_Work required_:
In the records below, find the line containing "Practice step: locate the ripe" and retype it and every line after it exactly, adding nothing.
══════════
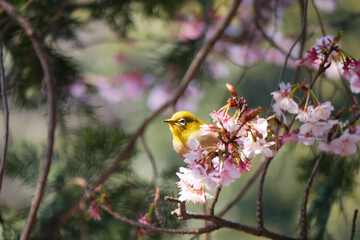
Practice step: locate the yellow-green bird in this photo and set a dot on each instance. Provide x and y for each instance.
(185, 126)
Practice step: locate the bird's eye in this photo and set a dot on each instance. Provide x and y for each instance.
(182, 122)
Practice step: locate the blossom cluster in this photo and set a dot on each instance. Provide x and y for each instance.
(218, 165)
(316, 124)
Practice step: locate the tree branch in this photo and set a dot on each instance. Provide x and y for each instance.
(214, 201)
(303, 226)
(303, 29)
(6, 115)
(247, 186)
(217, 223)
(353, 225)
(50, 81)
(190, 73)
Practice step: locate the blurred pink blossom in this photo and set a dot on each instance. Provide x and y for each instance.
(327, 6)
(162, 93)
(125, 86)
(220, 70)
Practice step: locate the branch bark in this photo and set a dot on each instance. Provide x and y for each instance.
(6, 115)
(303, 224)
(40, 50)
(190, 73)
(353, 225)
(217, 223)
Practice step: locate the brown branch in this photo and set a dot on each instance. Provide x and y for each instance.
(303, 29)
(302, 41)
(50, 81)
(353, 225)
(6, 115)
(209, 228)
(190, 73)
(259, 212)
(214, 201)
(217, 223)
(303, 225)
(247, 186)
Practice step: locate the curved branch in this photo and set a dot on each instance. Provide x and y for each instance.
(217, 223)
(190, 73)
(303, 29)
(303, 231)
(259, 212)
(50, 82)
(244, 190)
(6, 115)
(353, 225)
(207, 229)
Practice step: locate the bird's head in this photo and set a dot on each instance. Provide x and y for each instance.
(183, 124)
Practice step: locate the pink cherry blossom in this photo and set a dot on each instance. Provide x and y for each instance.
(191, 29)
(284, 100)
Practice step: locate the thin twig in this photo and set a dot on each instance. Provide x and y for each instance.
(6, 115)
(259, 212)
(354, 225)
(303, 225)
(247, 186)
(319, 18)
(56, 16)
(23, 8)
(214, 201)
(302, 42)
(193, 68)
(217, 223)
(303, 28)
(153, 166)
(50, 81)
(190, 73)
(209, 228)
(151, 158)
(156, 205)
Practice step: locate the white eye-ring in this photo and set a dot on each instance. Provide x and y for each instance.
(182, 122)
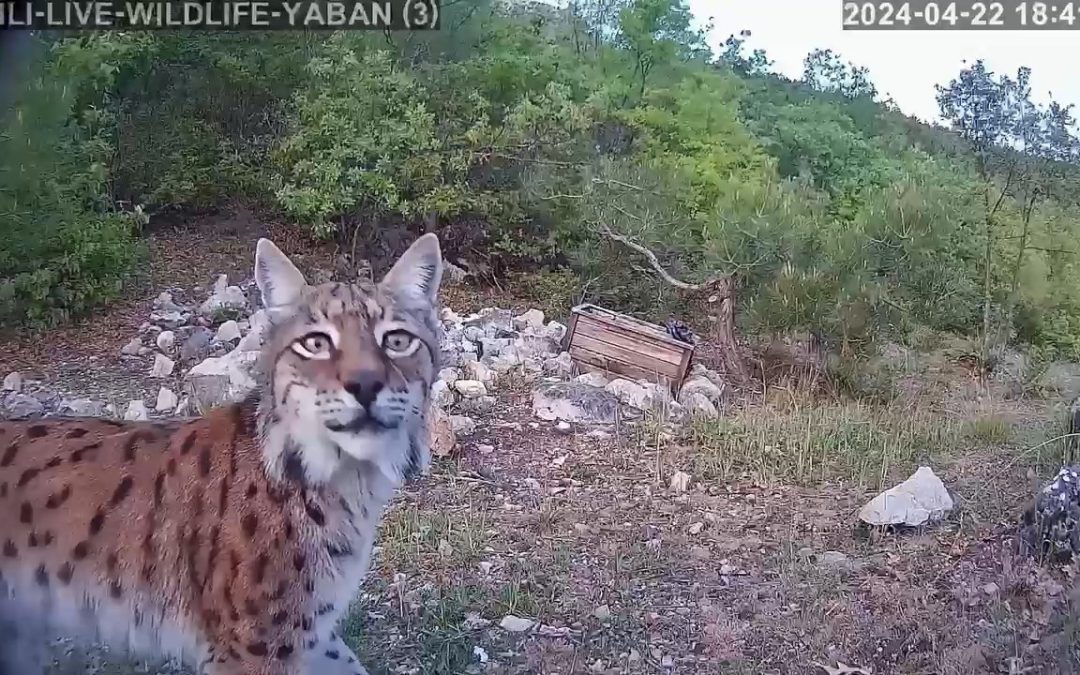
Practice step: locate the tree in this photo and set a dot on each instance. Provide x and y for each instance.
(755, 65)
(1016, 146)
(656, 31)
(824, 71)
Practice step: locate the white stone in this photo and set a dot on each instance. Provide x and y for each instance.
(700, 385)
(478, 372)
(131, 349)
(13, 381)
(221, 379)
(562, 365)
(165, 340)
(228, 332)
(631, 393)
(531, 319)
(593, 379)
(449, 375)
(441, 394)
(225, 297)
(470, 389)
(166, 401)
(680, 482)
(462, 424)
(136, 412)
(515, 624)
(556, 331)
(699, 404)
(84, 407)
(162, 366)
(253, 341)
(918, 500)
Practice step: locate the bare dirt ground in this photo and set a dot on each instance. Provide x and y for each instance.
(537, 551)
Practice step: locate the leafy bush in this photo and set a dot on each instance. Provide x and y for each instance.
(64, 251)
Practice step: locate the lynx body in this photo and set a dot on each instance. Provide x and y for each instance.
(234, 541)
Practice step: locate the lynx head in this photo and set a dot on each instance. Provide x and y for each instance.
(347, 368)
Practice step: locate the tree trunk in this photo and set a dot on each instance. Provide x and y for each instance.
(723, 297)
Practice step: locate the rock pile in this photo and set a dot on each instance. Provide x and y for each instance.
(1051, 526)
(206, 348)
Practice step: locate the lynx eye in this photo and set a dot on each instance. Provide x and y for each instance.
(399, 342)
(313, 346)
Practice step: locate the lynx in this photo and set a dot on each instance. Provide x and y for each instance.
(233, 541)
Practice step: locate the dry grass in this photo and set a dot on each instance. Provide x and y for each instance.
(756, 568)
(858, 444)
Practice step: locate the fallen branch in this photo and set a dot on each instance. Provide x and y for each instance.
(651, 257)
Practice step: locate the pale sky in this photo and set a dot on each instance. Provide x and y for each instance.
(904, 65)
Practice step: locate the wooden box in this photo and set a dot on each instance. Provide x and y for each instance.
(626, 347)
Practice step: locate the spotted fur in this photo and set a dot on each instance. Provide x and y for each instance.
(237, 540)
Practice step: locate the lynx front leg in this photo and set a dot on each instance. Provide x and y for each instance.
(23, 649)
(333, 657)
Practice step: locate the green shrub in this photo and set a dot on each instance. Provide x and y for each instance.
(64, 251)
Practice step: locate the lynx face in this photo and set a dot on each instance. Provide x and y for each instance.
(238, 540)
(349, 368)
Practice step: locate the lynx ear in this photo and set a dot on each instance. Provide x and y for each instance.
(278, 279)
(418, 272)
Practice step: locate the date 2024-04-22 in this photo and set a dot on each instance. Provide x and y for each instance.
(961, 15)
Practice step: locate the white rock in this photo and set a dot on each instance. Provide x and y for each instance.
(680, 482)
(700, 385)
(470, 389)
(449, 316)
(253, 341)
(162, 366)
(555, 331)
(83, 407)
(478, 372)
(221, 379)
(227, 298)
(593, 379)
(449, 375)
(228, 332)
(131, 349)
(165, 340)
(462, 424)
(515, 624)
(136, 410)
(13, 381)
(441, 437)
(562, 365)
(531, 319)
(166, 401)
(631, 393)
(504, 363)
(699, 404)
(918, 500)
(574, 402)
(441, 394)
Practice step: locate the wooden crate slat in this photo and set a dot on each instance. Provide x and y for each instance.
(599, 339)
(598, 362)
(624, 323)
(640, 346)
(617, 352)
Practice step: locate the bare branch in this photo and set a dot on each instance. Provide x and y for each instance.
(655, 262)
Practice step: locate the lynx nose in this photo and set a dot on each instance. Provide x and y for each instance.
(365, 386)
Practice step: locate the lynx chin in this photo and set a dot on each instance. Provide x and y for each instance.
(234, 541)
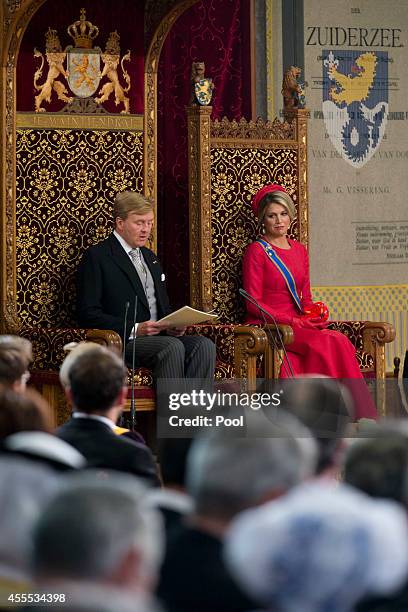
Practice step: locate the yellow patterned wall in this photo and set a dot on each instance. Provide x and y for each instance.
(387, 303)
(66, 184)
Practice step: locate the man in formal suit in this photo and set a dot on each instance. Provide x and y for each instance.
(97, 391)
(121, 270)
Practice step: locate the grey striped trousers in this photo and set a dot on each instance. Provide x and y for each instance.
(171, 357)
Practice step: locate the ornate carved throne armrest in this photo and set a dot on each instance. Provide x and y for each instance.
(48, 343)
(274, 354)
(369, 339)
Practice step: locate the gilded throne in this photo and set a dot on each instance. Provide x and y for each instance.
(229, 162)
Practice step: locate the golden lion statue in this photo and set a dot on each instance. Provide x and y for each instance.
(55, 57)
(110, 70)
(291, 89)
(197, 74)
(354, 88)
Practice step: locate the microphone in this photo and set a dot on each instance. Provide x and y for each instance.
(132, 395)
(264, 312)
(124, 330)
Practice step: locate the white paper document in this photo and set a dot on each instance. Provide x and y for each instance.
(187, 316)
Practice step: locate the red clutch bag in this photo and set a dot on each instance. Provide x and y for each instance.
(318, 310)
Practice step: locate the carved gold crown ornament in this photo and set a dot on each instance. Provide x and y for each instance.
(83, 32)
(113, 44)
(52, 42)
(85, 66)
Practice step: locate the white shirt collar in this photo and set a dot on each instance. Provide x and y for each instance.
(95, 417)
(123, 242)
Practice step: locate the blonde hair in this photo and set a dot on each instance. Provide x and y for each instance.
(276, 197)
(127, 202)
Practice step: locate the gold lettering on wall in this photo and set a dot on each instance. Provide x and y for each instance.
(83, 122)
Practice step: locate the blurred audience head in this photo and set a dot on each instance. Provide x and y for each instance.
(226, 475)
(74, 350)
(319, 548)
(25, 488)
(99, 528)
(26, 411)
(379, 465)
(97, 380)
(88, 597)
(14, 364)
(173, 454)
(325, 406)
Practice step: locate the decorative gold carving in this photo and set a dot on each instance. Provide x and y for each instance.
(83, 73)
(249, 342)
(200, 205)
(67, 121)
(66, 183)
(202, 88)
(256, 130)
(111, 60)
(55, 57)
(8, 137)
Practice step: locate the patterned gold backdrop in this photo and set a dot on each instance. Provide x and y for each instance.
(66, 184)
(236, 175)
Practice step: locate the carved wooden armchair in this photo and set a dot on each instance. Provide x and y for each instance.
(64, 180)
(229, 162)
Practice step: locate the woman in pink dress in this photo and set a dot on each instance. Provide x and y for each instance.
(276, 274)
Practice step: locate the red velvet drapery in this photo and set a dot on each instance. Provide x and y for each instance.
(216, 32)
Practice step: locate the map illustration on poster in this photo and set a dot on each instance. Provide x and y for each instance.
(357, 74)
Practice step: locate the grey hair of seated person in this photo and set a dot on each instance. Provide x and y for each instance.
(91, 597)
(22, 345)
(96, 378)
(25, 488)
(87, 531)
(226, 475)
(379, 465)
(325, 406)
(70, 359)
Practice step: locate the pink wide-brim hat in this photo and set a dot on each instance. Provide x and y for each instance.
(256, 200)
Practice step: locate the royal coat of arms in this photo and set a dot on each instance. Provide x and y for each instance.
(355, 102)
(83, 67)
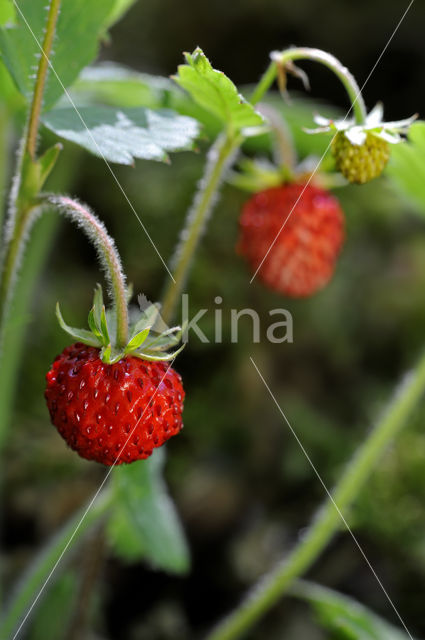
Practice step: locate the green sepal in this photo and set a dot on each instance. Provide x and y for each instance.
(104, 326)
(165, 340)
(155, 357)
(147, 319)
(81, 335)
(35, 174)
(137, 340)
(93, 325)
(97, 307)
(110, 355)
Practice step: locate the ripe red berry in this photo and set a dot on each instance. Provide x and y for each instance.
(96, 406)
(302, 258)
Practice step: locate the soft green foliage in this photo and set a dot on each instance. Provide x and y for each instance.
(80, 25)
(145, 511)
(7, 12)
(119, 9)
(121, 135)
(216, 93)
(407, 167)
(113, 84)
(344, 616)
(124, 537)
(60, 601)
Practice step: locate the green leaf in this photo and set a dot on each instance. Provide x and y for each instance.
══════════
_Written answer_:
Practice step: locate the ripe red berry in this photo and set a dot on each instance. Provide x and y for each instance.
(96, 406)
(302, 258)
Practice step: locate the soft green foliage in this photo and set a dot on each instance. Provide x and y for each instance.
(80, 25)
(145, 511)
(7, 12)
(119, 9)
(121, 135)
(216, 93)
(407, 167)
(113, 84)
(344, 616)
(124, 537)
(60, 601)
Practice step: locate the green leaf in this photo and set a dot on each instance. Provide x and y for each instance.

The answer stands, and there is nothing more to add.